## Stored rows
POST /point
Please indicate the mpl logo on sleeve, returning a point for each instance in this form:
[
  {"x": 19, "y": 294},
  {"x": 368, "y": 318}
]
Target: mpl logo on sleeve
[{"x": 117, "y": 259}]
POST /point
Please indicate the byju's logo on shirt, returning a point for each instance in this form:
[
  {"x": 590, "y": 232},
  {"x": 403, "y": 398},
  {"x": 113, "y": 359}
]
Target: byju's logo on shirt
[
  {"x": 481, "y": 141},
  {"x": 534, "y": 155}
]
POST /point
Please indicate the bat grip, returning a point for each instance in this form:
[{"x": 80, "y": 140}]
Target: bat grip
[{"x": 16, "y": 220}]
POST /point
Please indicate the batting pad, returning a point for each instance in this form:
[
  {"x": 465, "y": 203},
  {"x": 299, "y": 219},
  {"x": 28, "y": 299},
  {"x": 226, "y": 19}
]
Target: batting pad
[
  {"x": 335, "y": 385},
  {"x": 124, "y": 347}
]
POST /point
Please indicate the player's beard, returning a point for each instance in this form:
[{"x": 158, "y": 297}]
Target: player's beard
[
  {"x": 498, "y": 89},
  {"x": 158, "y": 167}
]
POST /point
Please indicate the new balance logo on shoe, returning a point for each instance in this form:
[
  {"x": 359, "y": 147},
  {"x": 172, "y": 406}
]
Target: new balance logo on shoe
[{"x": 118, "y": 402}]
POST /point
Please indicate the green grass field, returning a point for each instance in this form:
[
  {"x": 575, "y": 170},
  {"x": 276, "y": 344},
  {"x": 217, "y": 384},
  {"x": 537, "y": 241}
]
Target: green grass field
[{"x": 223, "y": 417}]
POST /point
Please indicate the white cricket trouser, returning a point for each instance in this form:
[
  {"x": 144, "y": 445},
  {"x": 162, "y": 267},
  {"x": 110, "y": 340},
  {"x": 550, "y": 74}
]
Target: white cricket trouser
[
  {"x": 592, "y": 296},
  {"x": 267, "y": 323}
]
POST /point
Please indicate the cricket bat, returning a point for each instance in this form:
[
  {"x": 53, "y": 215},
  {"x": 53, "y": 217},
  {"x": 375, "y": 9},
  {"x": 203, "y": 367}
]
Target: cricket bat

* * *

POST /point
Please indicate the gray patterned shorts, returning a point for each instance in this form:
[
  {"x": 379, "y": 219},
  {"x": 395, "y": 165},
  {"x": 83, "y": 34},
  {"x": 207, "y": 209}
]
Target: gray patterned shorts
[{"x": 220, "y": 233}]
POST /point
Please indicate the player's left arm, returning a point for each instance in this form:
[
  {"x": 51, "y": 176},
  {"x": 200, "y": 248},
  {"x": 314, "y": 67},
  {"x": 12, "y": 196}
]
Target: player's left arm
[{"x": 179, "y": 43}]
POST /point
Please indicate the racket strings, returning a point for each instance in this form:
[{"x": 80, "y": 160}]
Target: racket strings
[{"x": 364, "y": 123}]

---

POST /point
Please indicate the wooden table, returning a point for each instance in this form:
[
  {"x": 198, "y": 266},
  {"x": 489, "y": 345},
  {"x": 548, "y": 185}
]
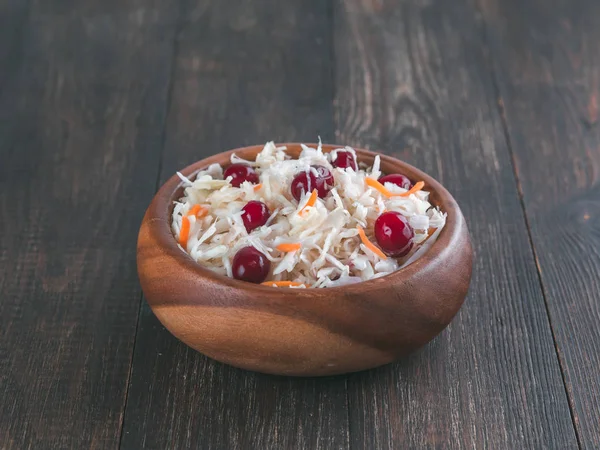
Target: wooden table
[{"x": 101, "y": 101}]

## The problem
Copy out each line of the material above that contains the word "shoe".

## Answer in full
Please indicate the new balance logo on shoe, returning a point for each instance in this form:
Target: new balance logo on shoe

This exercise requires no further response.